A TAREFA
Prolongue o texto sobre a pintura de Berthold Woltze, começando logo após a última frase apresentada.

TEXTO FORNECIDO
# # # # #

O curioso caso de não saber nada e continuar curioso.
Como os grandes artistas não possuiam um podcast para falar sobre todos os significados de suas obras, só nos sobra adivinhar, especular e fofocar entre nós.
Olá a todos e bem-vindos de volta ao Stroke of Genius!
Para o conteúdo de hoje, vamos tratar de arte um pouco mais recente, do século XIX.
O conteúdo acima, originalmente intitulado em alemão “Der lästige Kavalier” - O cavalheiro irritante, pelo pintor alemão Berthold Woltze, conta uma história incômoda, como muitas das obras do autor.
Woltze tem uma biografia curta, e é definitivamente um dos artistas mais subestimados da época.
Nascido em Havelberg, uma cidadezinha no meio de uma ilha no meio de um rio no meio da Alemanha, era um professor na escola de artes Weimar Saxon Grand Ducal. Pintava paisagens, retratos e, minha parte favorita, “Problem pictures”.
Problem Pictures, como o nome já diz, “Imagens-problema”, é um gênero de arte Victoriana (isso é, Britânico e mais ou menos entre 1830 e 1900), muito popular por suas representações ambíguas de momentos chave em uma narrativa, que podem ser interpretados de diversas maneiras e que convida você 🫵, o espectador, a dar seus próprios pitacos.

# # # # #

Trechos de dados de apontamento
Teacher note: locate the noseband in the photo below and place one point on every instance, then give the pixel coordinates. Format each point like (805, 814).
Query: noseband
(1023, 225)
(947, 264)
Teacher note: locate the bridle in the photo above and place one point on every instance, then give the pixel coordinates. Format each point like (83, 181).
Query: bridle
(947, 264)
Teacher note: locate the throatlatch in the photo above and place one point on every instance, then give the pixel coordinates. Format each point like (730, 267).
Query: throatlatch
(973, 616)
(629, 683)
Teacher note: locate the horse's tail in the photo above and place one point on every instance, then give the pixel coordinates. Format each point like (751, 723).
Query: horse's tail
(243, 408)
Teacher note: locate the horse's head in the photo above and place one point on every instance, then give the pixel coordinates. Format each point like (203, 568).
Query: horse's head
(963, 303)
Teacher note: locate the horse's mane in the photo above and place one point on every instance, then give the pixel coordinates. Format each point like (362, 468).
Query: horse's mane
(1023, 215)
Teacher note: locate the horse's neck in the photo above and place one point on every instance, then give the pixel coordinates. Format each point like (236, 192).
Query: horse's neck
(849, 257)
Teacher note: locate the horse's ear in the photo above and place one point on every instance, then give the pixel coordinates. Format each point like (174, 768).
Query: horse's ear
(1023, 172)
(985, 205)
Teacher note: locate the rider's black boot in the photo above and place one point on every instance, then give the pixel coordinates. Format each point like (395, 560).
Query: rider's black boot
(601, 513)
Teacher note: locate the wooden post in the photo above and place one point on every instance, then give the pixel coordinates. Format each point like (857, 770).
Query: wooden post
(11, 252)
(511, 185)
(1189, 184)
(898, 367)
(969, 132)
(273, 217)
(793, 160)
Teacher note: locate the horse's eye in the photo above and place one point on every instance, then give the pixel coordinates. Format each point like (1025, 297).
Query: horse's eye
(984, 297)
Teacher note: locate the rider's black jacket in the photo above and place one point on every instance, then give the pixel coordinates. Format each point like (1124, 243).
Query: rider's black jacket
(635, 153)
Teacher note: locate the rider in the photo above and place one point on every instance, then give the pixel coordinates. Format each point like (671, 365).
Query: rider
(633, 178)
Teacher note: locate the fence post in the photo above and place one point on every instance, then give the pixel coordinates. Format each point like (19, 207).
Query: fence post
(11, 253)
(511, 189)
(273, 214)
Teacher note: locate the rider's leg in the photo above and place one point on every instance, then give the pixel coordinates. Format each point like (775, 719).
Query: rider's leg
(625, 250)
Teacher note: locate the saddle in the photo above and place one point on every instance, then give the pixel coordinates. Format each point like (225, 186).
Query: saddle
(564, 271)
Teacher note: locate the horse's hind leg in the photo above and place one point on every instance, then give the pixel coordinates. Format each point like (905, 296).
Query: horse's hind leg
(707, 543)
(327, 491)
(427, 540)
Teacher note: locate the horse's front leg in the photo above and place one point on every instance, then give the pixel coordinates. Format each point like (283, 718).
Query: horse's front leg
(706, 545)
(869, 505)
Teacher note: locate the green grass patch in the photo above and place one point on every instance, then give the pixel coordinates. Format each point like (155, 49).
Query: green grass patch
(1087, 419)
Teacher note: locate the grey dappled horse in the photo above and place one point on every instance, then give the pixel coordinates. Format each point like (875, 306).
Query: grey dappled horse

# # # # #

RESULTADO DO EXERCÍCIO
O problema não pode ser resolvido (isso é, porque é apenas uma pintura e você não tem esse tipo de poder nas mãos…) então causa essa sensação terrível de estar assistindo e não poder fazer nada a respeito. Obviamente, está alinhadíssimo com o humor britânico e se tornou super-popular.
Mas esse estilo só viria a aparecer um pouquinho mais pra frente, depois de 1850, e na Inglaterra. Então, podemos dizer que Berthold Woltze estava à frente de seu tempo, e uns 900km demais “pra direita”…
Um exemplo bacana desse estilo é a pintura “Confie em mim”, de John Everett Millais:
Vemos um senhor mais velho, demandando que a moça mais jovem lhe entregue as cartas. Perceba que ambos podem ser quem diz o título da obra '“confie em mim”, dependendo do ponto de vista.
Qual o conteúdo das cartas? Quem está mentindo? Qual o segredo que estamos observando? Quem deve confiar em quem? Qual a relação dessas duas pessoas?
Pra mim, o prazer esta na deliciosa sensação de estar tão próximo dessas pessoas, vivenciando um problema pessoal junto com eles como se fóssemos uma visita - na casa de uma família estranha que não se importa em brigar na frente da visita… Mas ao mesmo tempo, sabemos tão pouco e somos deixados aos artifícios da nossa própria imaginação para resolver o mistério.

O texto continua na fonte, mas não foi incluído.